§ **DIRECTIONS**: Could you give every line of the rows below as a Markdown table with the columns Number and Record line, skipping blank lines and leaving out the pictures?
** Begin DATA SECTION **
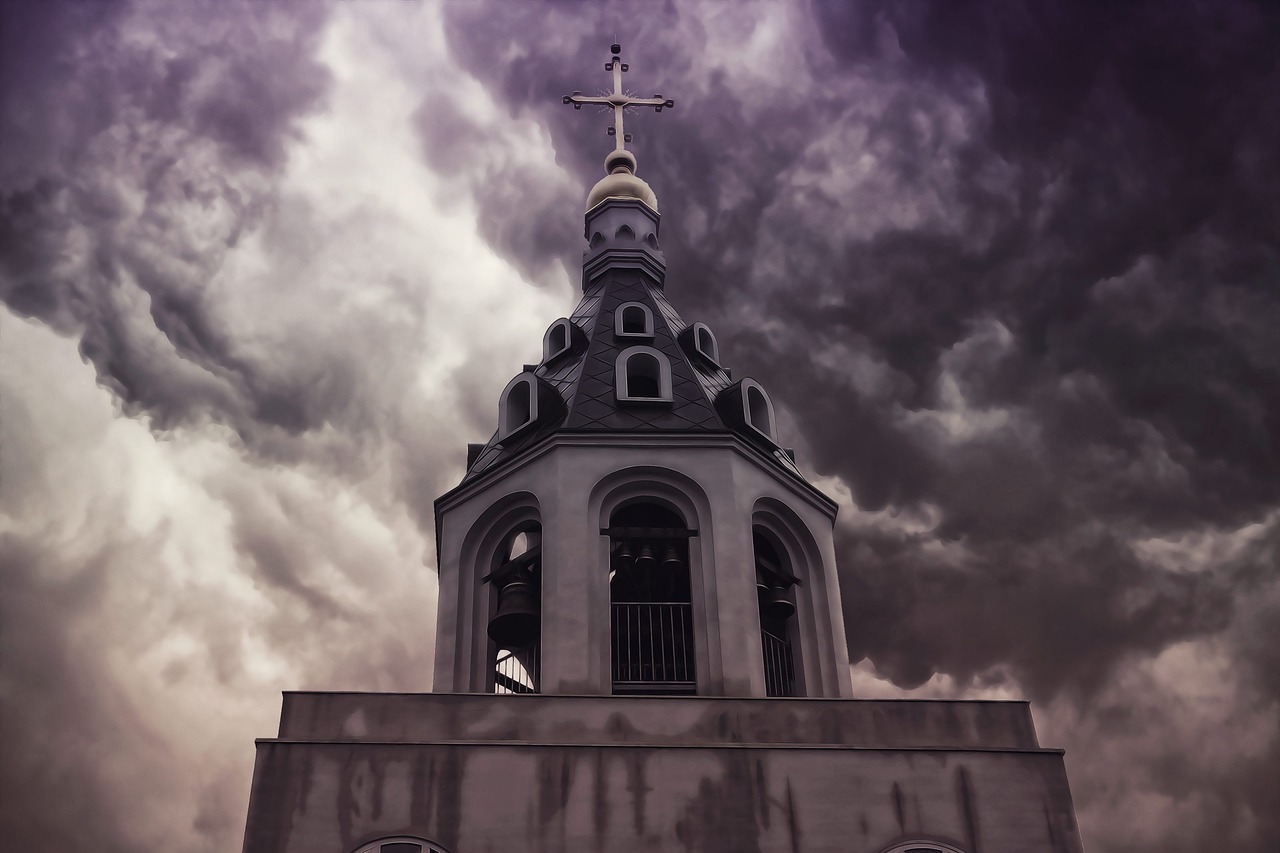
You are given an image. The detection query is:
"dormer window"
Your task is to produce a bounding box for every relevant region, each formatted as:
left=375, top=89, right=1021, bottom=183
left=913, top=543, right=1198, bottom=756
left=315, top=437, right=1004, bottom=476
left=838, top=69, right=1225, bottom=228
left=613, top=302, right=653, bottom=338
left=543, top=318, right=573, bottom=364
left=614, top=347, right=672, bottom=403
left=498, top=373, right=538, bottom=442
left=742, top=379, right=778, bottom=443
left=681, top=323, right=719, bottom=368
** End DATA SECTION **
§ **OUTPUT BELOW**:
| Number | Record line |
|---|---|
| 1 | You are given an image. The detection query is: |
| 2 | "dormer window" |
| 3 | Your task is to produce a bounding box for every relevant region, each formatted as: |
| 4 | left=375, top=89, right=1021, bottom=183 |
| 5 | left=913, top=543, right=1198, bottom=756 |
| 6 | left=315, top=437, right=1004, bottom=476 |
| 7 | left=838, top=69, right=1225, bottom=228 |
| 8 | left=613, top=302, right=653, bottom=338 |
| 9 | left=543, top=318, right=573, bottom=364 |
| 10 | left=614, top=347, right=672, bottom=403 |
| 11 | left=498, top=373, right=538, bottom=442 |
| 12 | left=742, top=379, right=778, bottom=443 |
| 13 | left=681, top=323, right=719, bottom=368 |